**Selected extract:**
#####
42      First, contrary to the assertions of the Belgian Government, the use in the first indent of Article 4(1) of the Directive 90/435 of the words ‘refrain from taxing’ instead of the verb ‘exempt’ cannot give rise to the inference that the directive allows the restriction of the ADBI to have such an effect on the losses of the parent company.

43      As the Advocate General has indicated in point 28 of her Opinion, there is nothing in the scheme or purpose of Directive 90/435 to suggest that there is any significant difference between the concepts of ‘refraining from taxing’ and ‘exempting’ the profits received by the parent company, as the Court has used the concept of ‘exempting’ interchangeably with that of ‘refrain[ing] from taxing’ within the meaning of Article 4(1) (see, inter alia, Case C-374/04 Test Claimants in Class IV of the ACT Group Litigation [2006] ECR I-11673, paragraph 53; Test Claimants in the FII Group Litigation, paragraphs 44 and 102; and Banque Fédérative du Crédit Mutuel, paragraph 44).

44      Second, the Belgian Government argues that the DBI system is compatible with Directive 90/435 because, by subjecting the dividends received from subsidiaries established in Belgium and those received from subsidiaries established in other Member States to the same tax treatment, that system manages to achieve the objective laid down in the third recital in the preamble to Directive 90/435 of eliminating any penalisation of cooperation between companies of different Member States as compared with cooperation between companies of the same Member State.

45      As follows from paragraphs 39 and 40 of the present judgment, when the parent company does not make other taxable profits in the period during which the dividends are received, the DBI system does not allow the objective of preventing economic double taxation, as set out in the first indent of Article 4(1) of Directive 90/435, to be fully attained.

46      Accordingly, even though, in applying that system to the dividends distributed by both resident subsidiaries and those established in other Member States, the Kingdom of Belgium seeks to eliminate all penalisation of cooperation between companies of different Member States as compared with cooperation between companies of the same Member State, that does not justify the application of a system which is not compatible with the system for preventing economic double taxation set out in the first indent of Article 4(1) of Directive 90/435.

47      Third, as the Belgian Government does not claim that the system chosen is the imputation system set out in the second indent of Article 4(1) of Directive 90/435, it cannot rely on the fact that the restriction of the ADBI leads, at the very least, to the same result as that imputation system and that there is no indication that the other system, which is set out in the first indent of Article 4(1), would necessarily lead to a more favourable result than that set out in the second indent.
#####
**Data:**

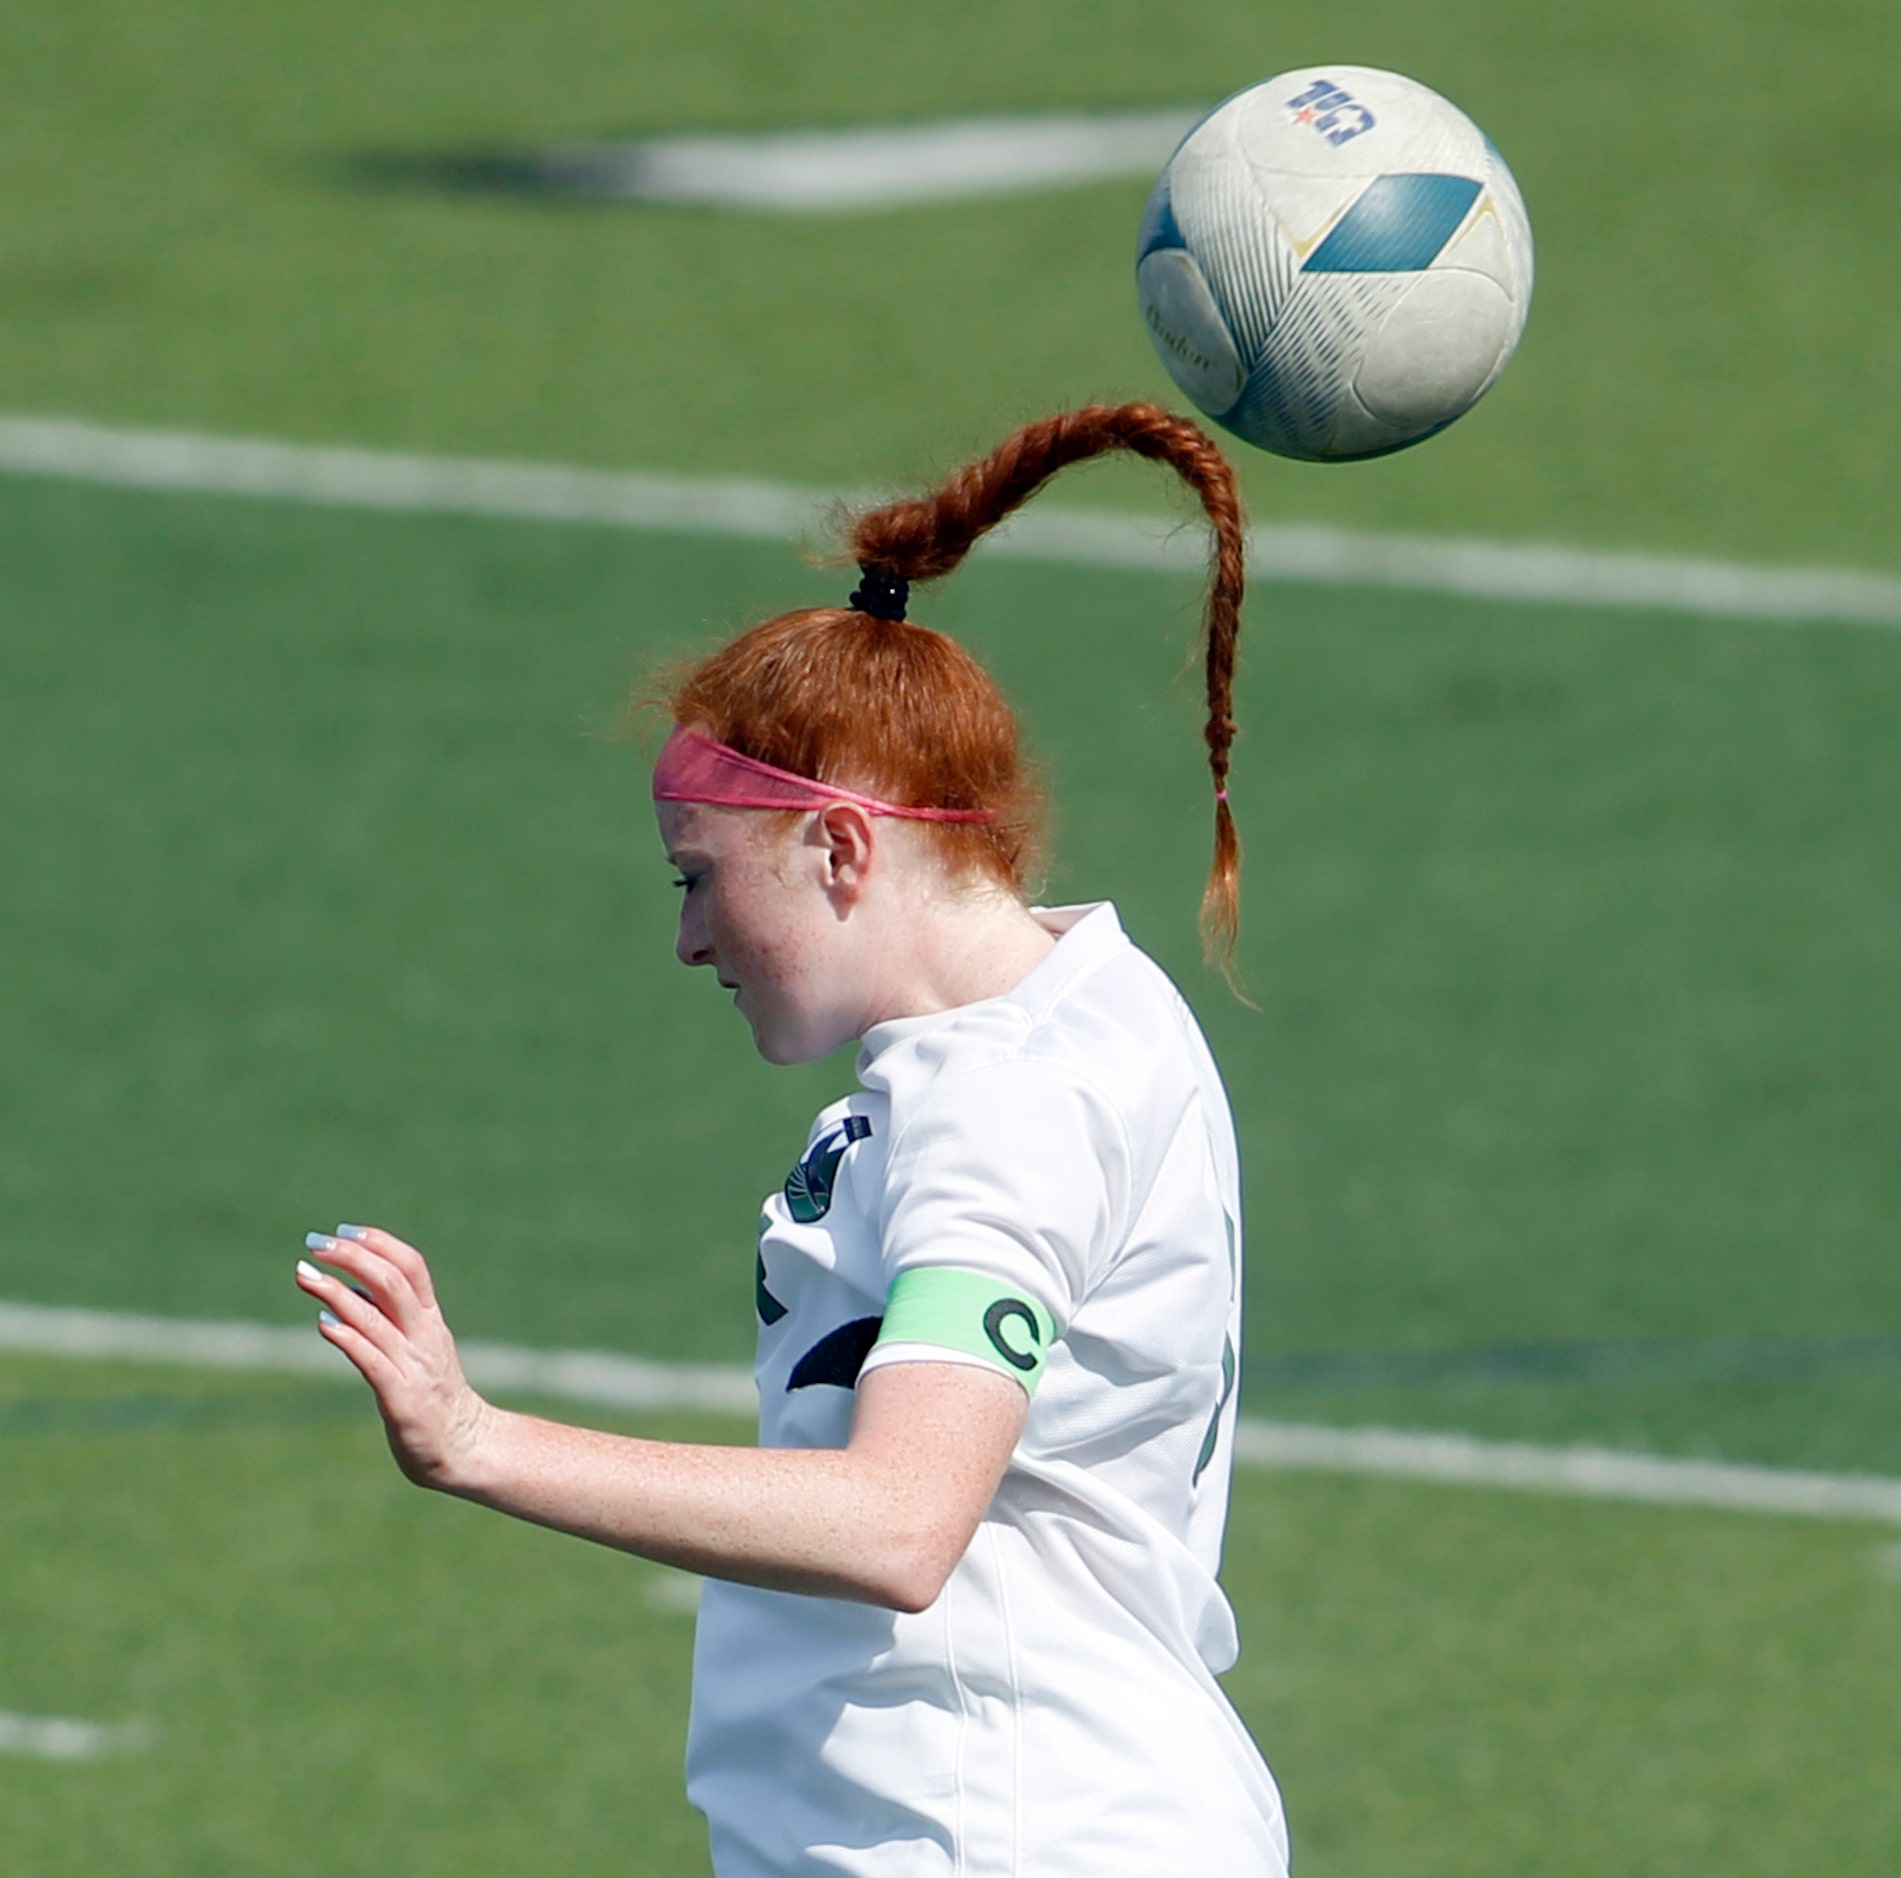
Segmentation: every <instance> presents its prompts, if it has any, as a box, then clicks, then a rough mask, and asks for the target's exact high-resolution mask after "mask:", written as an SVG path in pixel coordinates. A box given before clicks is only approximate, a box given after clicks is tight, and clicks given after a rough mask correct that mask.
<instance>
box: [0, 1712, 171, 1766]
#####
**Your tasks:**
(A) Answer these questions using the judgment extract on Directive 90/435.
(i) Which point of her Opinion does the Advocate General's indication come from?
(ii) What objective does the third recital in the preamble to the directive lay down?
(iii) What system, set out in the second indent of Article 4(1), does the Belgian Government not claim to have chosen?
(B) Carry on with the judgment extract on the Belgian DBI system and Directive 90/435 from the point where it stops.

**Answers for each item:**
(A)
(i) Point 28.
(ii) Eliminating any penalisation of cooperation between companies of different Member States as compared with cooperation between companies of the same Member State.
(iii) The imputation system.

(B)
48      On the one hand, as has been pointed out in paragraph 31 of the present judgment, the choice between the exemption system and the imputation system does not necessarily lead to the same result for the company receiving the dividends.

49      On the other hand, it follows from the Court’s case-law that a Member State which has failed to transpose the provisions of a directive into national law cannot rely, as against Community citizens, upon limitations that might have been laid down on the basis of those provisions (see Case C-184/04 Uudenkaupungin kaupunki [2006] ECR I-3039, paragraph 28 and the case-law cited).

50      Likewise, a Member State which has opted, when transposing a directive, for one of the alternative systems provided for by that directive cannot rely on the effects or restrictions which might have arisen from the implementation of the other system.

51      Fourth, it should be pointed out that the references made by the Belgian Government to Council Directive 90/434/EEC of 23 July 1990 on the common system of taxation applicable to mergers, divisions, transfers of assets and exchanges of shares concerning companies of different Member States (OJ 1990 L 225, p. 1) and the model convention drawn up by the Organisation for Economic Cooperation and Development (OECD) are irrelevant for the purposes of interpreting the first indent of Article 4(1) of Directive 90/435.

52      Contrary to the assertions of the Belgian Government, the conclusion cannot be drawn from Directive 90/434 and, in particular, from Article 6 thereof, that the first indent of Article 4(1) of Directive 90/435 requires only that dividends which a parent company established in Belgium receives from its subsidiaries established in other Member States be treated in the same way as dividends distributed by the subsidiaries of that company established in Belgium, without prohibiting the effects on losses resulting from the limitation of the ADBI.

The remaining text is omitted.